===== Provided records

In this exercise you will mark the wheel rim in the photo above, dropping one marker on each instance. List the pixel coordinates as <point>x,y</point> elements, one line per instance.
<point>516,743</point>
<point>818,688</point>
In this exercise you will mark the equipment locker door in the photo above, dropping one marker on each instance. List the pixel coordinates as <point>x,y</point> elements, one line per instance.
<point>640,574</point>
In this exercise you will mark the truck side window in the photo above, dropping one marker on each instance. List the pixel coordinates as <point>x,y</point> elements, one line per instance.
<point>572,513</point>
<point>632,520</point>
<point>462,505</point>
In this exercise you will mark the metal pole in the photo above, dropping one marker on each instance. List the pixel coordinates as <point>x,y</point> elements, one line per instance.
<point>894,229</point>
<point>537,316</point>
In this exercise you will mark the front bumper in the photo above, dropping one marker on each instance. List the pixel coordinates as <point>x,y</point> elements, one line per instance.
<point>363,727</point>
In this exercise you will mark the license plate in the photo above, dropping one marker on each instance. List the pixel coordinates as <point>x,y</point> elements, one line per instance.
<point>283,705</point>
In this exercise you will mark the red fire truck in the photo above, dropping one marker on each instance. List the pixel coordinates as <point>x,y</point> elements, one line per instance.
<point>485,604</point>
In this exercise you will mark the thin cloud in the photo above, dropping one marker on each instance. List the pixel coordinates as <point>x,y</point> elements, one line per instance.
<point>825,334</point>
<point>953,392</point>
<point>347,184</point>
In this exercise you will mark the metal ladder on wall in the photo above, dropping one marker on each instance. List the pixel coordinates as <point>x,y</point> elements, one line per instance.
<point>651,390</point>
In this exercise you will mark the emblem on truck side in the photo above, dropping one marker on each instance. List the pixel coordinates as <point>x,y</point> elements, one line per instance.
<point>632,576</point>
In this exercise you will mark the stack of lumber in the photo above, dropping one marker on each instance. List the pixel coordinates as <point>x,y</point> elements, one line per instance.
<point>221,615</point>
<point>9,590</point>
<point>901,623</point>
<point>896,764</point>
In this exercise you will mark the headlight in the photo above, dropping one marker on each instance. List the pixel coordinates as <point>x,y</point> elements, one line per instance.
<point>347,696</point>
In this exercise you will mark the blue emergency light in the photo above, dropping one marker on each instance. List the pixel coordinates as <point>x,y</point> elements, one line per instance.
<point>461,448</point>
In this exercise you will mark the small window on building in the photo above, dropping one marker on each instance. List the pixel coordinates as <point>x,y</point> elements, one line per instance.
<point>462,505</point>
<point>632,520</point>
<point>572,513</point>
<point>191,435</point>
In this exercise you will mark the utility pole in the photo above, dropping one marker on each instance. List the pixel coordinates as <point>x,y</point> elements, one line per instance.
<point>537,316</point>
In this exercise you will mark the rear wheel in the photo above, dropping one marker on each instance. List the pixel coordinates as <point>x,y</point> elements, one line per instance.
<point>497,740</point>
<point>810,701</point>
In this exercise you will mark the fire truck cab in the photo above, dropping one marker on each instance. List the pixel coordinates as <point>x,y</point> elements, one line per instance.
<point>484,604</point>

==========

• **Work instructions**
Word for word, transcribe the data shown above.

• **Completed exercise**
In this exercise you will mark the wheel rim in the photo above, dropping one marker on each instance. List the pixel coordinates as <point>x,y</point> elements, one line per instance.
<point>516,743</point>
<point>818,688</point>
In this exercise you will mark the equipment locker door in the photo above, dropping one marker on each instance. List the pixel coordinates as <point>x,y</point> elements, one line per instance.
<point>640,574</point>
In this exercise you will mark the truck side window in the photo above, dropping one marker on each instance. List the pixel coordinates as <point>x,y</point> elements, one line per instance.
<point>572,513</point>
<point>632,520</point>
<point>462,505</point>
In this exercise you will mark the metal pole in the photo above, dropping one marker on each instance. List the pixel coordinates as <point>x,y</point> elements, one line per instance.
<point>894,229</point>
<point>537,316</point>
In this exercise you will mark the front bumper in the photo above, dropping one marker on each instance. List the pixel coordinates as <point>x,y</point> elements, one line per instance.
<point>363,727</point>
In this exercise you will mark the license plate in the photo above, dropping one marker on each instance. List the pixel coordinates as <point>x,y</point> elements, one line per instance.
<point>283,705</point>
In this exercise you will mark the red fire truck in the photo above, dropping one marker on each instance. List the pixel coordinates as <point>x,y</point> elements, one line per instance.
<point>485,604</point>
In this exercise you will mark the thin cloud in the photo above, dropping one marker on each instance. List the pixel coordinates as <point>x,y</point> elements, one line per instance.
<point>825,334</point>
<point>953,392</point>
<point>347,184</point>
In this exercise you will mark the metal ladder on wall in the photo above, dropping one marker on each instance. List the pixel coordinates as <point>x,y</point> elements, one line per instance.
<point>651,390</point>
In this exercise you will mark the emblem on truck side in the photo above, dropping one marker on each instance. List the pixel coordinates as <point>x,y</point> elements, one line per instance.
<point>632,576</point>
In this exercise you will mark the stack of lumber in the photo above, dropping one marker on each instance. List the pixel coordinates as <point>x,y</point> elements, one line per instance.
<point>221,615</point>
<point>9,590</point>
<point>901,623</point>
<point>896,764</point>
In this exercise you will mark the headlight in the photo above, dropping one marker on each instance. List the pixel coordinates as <point>x,y</point> elements, one line per instance.
<point>347,696</point>
In this exercise you will mark the blue emergency light in the photo above, dropping one marker on each instance. List the pixel coordinates as <point>x,y</point> elements, one line per instance.
<point>461,448</point>
In this exercise you will mark the small window on building in the photo above, dropping one marker on each instance. List the pixel coordinates as <point>x,y</point> elements, one line per instance.
<point>462,505</point>
<point>632,520</point>
<point>572,513</point>
<point>191,435</point>
In this exercise you will mark the utility pole in the photo above, dropping one marker on each instance. List the pixel coordinates as <point>x,y</point> elements, one line per instance.
<point>537,316</point>
In this exercise you will mark the rear wheel in the photo above, dropping one marker on each instance. List the pixel coordinates as <point>x,y</point> elements, one line per instance.
<point>497,740</point>
<point>810,701</point>
In this exercise you will mark the fire truck cab in the photo above, dropping one marker on each instance. List the pixel coordinates as <point>x,y</point> elements, one line per instance.
<point>484,604</point>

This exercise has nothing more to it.